### Directions
Write each entry out again exactly as it was given.

Dataset items:
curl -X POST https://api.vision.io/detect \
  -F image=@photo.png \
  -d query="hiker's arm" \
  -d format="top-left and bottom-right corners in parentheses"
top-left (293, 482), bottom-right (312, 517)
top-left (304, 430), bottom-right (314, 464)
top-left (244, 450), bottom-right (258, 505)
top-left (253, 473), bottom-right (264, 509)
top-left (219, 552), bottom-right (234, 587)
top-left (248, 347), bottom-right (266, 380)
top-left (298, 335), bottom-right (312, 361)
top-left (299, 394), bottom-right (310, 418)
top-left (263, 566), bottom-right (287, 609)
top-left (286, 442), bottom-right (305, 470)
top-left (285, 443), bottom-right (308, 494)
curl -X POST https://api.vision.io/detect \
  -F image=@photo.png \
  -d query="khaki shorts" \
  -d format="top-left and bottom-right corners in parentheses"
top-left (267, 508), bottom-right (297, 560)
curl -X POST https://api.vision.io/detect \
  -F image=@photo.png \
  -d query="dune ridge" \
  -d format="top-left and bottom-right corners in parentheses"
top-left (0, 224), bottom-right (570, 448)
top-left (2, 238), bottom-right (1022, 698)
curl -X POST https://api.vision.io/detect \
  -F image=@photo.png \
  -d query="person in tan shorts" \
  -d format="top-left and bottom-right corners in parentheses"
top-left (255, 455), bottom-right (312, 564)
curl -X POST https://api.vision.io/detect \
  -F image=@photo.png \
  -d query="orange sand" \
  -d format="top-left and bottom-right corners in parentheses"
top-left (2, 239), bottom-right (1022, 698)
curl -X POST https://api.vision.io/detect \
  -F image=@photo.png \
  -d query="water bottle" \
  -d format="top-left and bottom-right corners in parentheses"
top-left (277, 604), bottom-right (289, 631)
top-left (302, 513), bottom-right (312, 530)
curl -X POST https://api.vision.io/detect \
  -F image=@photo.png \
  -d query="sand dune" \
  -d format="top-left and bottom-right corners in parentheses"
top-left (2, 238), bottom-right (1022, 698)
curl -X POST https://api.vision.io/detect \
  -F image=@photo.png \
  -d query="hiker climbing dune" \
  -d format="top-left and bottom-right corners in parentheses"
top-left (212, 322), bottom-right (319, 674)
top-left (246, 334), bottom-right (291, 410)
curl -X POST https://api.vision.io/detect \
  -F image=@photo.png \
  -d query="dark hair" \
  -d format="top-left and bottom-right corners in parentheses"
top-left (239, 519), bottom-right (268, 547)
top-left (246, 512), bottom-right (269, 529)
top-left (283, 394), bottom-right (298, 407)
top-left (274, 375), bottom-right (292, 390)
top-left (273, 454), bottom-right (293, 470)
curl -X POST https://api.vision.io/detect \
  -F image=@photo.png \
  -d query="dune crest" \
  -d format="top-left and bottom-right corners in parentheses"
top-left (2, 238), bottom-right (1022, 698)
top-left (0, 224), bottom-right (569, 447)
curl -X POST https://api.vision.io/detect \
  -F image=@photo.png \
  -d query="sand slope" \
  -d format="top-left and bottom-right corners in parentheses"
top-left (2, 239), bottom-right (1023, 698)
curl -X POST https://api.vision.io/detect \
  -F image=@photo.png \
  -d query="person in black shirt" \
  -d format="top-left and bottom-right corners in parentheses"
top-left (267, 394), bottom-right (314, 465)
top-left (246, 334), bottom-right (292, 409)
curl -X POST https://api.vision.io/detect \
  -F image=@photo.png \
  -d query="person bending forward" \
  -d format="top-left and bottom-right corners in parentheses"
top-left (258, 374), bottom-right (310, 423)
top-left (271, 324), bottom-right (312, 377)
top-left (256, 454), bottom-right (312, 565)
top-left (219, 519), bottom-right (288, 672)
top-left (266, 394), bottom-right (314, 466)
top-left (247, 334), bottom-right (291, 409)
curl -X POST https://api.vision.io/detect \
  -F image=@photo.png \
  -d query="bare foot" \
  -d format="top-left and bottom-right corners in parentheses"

### Expected answer
curl -X POST https://api.vision.io/detect \
  -F image=@photo.png \
  -d query="hiker's arm" \
  -d format="top-left and bottom-right corners in parentheses"
top-left (293, 482), bottom-right (312, 517)
top-left (304, 430), bottom-right (314, 464)
top-left (244, 450), bottom-right (258, 505)
top-left (253, 473), bottom-right (264, 509)
top-left (219, 552), bottom-right (234, 587)
top-left (248, 347), bottom-right (266, 380)
top-left (298, 335), bottom-right (312, 361)
top-left (299, 394), bottom-right (310, 418)
top-left (263, 566), bottom-right (287, 609)
top-left (286, 442), bottom-right (305, 470)
top-left (285, 443), bottom-right (308, 494)
curl -X POST https://api.vision.io/detect \
  -F image=@photo.png \
  -d query="khaki shorts" \
  -d format="top-left and bottom-right corners in parentheses"
top-left (267, 508), bottom-right (297, 560)
curl -X POST https://api.vision.io/detect \
  -F image=@photo.png \
  -d query="dune ridge" \
  -d format="top-left and bottom-right corners in parentheses"
top-left (0, 224), bottom-right (570, 448)
top-left (2, 238), bottom-right (1022, 698)
curl -X POST https://api.vision.io/detect \
  -F image=@photo.png \
  -d query="person in tan shorts" \
  -d format="top-left and bottom-right corners in parentheses"
top-left (255, 455), bottom-right (312, 564)
curl -X POST https://api.vision.io/detect \
  -F image=@photo.png \
  -d query="orange sand" \
  -d format="top-left and bottom-right corners in parentheses"
top-left (2, 239), bottom-right (1022, 698)
curl -X POST https://api.vision.io/detect \
  -F image=@photo.png \
  -d query="water bottle" \
  -d format="top-left and bottom-right corners in parentheses"
top-left (277, 604), bottom-right (289, 631)
top-left (302, 513), bottom-right (312, 530)
curl -X POST https://api.vision.io/detect \
  -F image=@photo.png \
  -d query="sand dune" \
  -d format="top-left and bottom-right corners in parentheses"
top-left (2, 238), bottom-right (1022, 698)
curl -X POST https://api.vision.io/detect \
  -F image=@photo.png \
  -d query="hiker climbing dune" \
  -d format="top-left and bottom-right corners in parentheses"
top-left (212, 322), bottom-right (319, 674)
top-left (246, 334), bottom-right (291, 410)
curl -X POST https://api.vision.io/detect \
  -F image=@photo.png \
  -d query="dark hair" \
  -d format="top-left and bottom-right corners in parentheses"
top-left (239, 519), bottom-right (268, 547)
top-left (246, 512), bottom-right (269, 529)
top-left (283, 394), bottom-right (298, 407)
top-left (274, 375), bottom-right (292, 390)
top-left (273, 454), bottom-right (293, 470)
curl -X POST https://api.vision.io/detect \
  -F image=@photo.png \
  -d query="dune crest" \
  -d format="top-left and bottom-right corners in parentheses"
top-left (2, 238), bottom-right (1022, 698)
top-left (0, 224), bottom-right (569, 447)
curl -X POST https://api.vision.io/detect \
  -F image=@photo.png \
  -d query="sand slope" \
  -d format="top-left and bottom-right corners in parentheses"
top-left (2, 239), bottom-right (1023, 698)
curl -X POST https://api.vision.io/detect \
  -F image=@photo.png \
  -d query="person in black shirt" \
  -d format="top-left and bottom-right corners in parentheses"
top-left (267, 394), bottom-right (314, 465)
top-left (246, 334), bottom-right (292, 409)
curl -X POST https://api.vision.io/detect \
  -F image=@photo.png \
  -d query="person bending forward" \
  -d format="top-left and bottom-right corners in parentheses"
top-left (258, 374), bottom-right (310, 423)
top-left (271, 324), bottom-right (312, 377)
top-left (256, 454), bottom-right (312, 565)
top-left (219, 519), bottom-right (288, 672)
top-left (266, 394), bottom-right (314, 466)
top-left (247, 334), bottom-right (291, 409)
curl -X POST https://api.vision.io/detect \
  -F image=@photo.png \
  -d query="bare foot" \
  -d format="top-left and bottom-right corners in parentheses"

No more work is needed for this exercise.